* begin *

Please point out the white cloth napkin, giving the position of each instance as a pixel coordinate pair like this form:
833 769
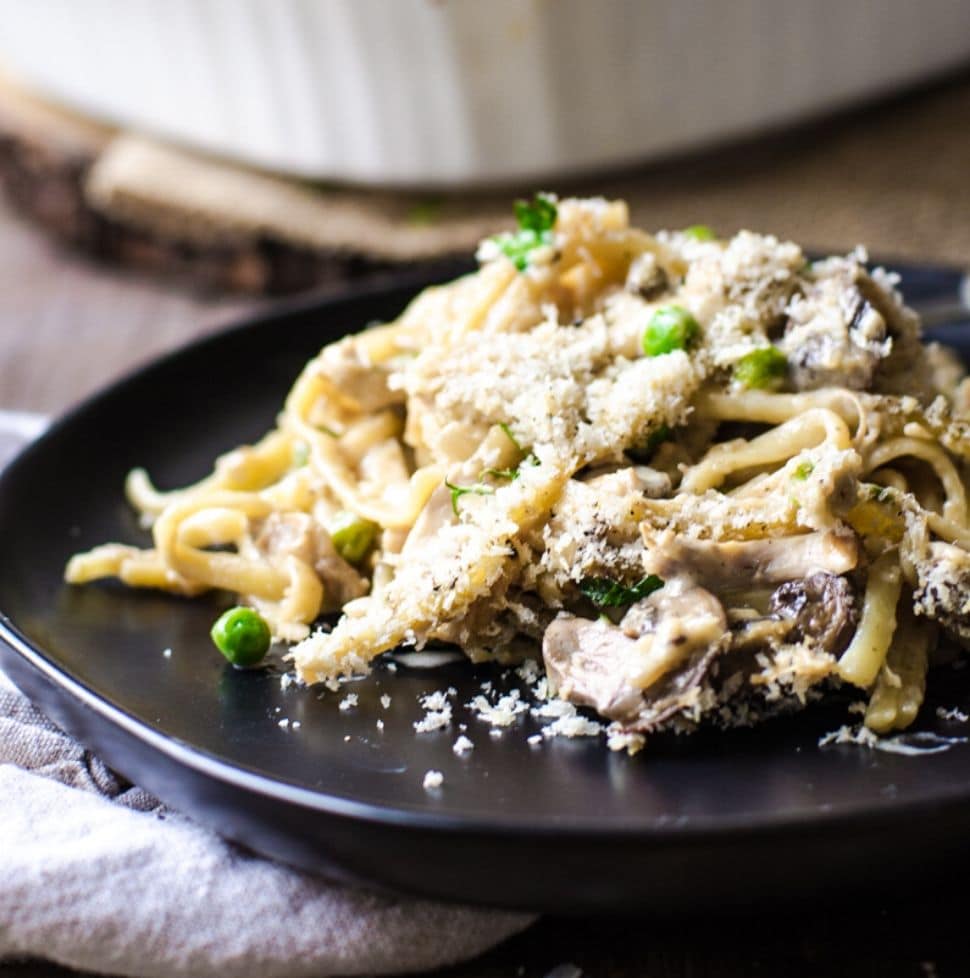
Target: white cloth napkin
96 874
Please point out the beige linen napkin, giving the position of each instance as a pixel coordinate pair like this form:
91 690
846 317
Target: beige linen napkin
98 875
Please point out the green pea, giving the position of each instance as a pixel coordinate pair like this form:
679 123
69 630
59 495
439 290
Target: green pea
670 328
242 636
352 536
700 232
765 367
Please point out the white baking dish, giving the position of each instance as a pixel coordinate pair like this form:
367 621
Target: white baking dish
446 92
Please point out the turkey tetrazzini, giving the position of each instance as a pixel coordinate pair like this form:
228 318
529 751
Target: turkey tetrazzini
708 477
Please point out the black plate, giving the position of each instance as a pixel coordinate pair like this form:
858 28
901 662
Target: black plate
746 817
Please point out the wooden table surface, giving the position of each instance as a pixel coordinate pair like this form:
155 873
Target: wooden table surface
67 326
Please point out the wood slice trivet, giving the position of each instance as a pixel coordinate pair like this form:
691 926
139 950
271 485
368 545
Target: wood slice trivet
138 202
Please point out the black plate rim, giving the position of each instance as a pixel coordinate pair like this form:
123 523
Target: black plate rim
720 828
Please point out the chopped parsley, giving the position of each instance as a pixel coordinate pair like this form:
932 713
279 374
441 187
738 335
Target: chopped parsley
536 221
478 489
607 593
508 434
483 489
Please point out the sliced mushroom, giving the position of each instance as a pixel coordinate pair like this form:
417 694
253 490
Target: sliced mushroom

* end *

What you are asked to do » Copy the whole listing above word for word, leaving out the picture.

Reply to the task »
Please point out the white cloth napkin, giving the position of each instance as a pixel coordinate pair like this form:
833 769
Target: white cloth napkin
96 874
Please point out the beige linen napkin, giving the position of each instance as a pixel coordinate pair like this form:
91 690
846 317
Target: beige linen napkin
98 875
Please point out the green pea, giving the position of each instance as a pixel coordinate pair like this form:
679 123
69 630
59 495
439 290
Target: green pea
670 328
242 636
352 536
700 232
765 367
Please point out the white baking dish, giving the position of each instance as a pixel coordinate pair like this form:
367 621
Target: white baking dish
446 92
Please point out the turkey tetrazzini, giving the position of each instance as a pixel coordinate pair like this form:
228 318
529 751
Target: turkey tetrazzini
708 477
Please point out the black plate, giving the position of each instance as a pixel coordinate pair like this form:
858 28
901 662
Target: black plate
746 817
Please point out the wooden table surface, giving the position of each instance as a pixel coordinate pair like this form:
155 873
Target: wooden table surface
67 326
Please point out the wood slice trivet, giving the position of each instance as a pixel coordinate pair like this form:
691 926
139 950
271 485
368 545
Target: wood slice trivet
138 202
Please point out the black plate rim, giving the position of each instance as a pixel coordinate pair like this form:
123 523
Target: black plate rim
720 828
Please point out the chopped parsley, giving the position of each instance as a pixel coordinate pair like this form:
932 713
279 374
441 187
738 335
Target: chopped parsley
536 221
478 489
607 593
508 434
483 489
Please point out the sliced mushroom, giving the position of each instance as a pixel coordinate pair like this form:
417 694
253 490
Target: sliced mushroom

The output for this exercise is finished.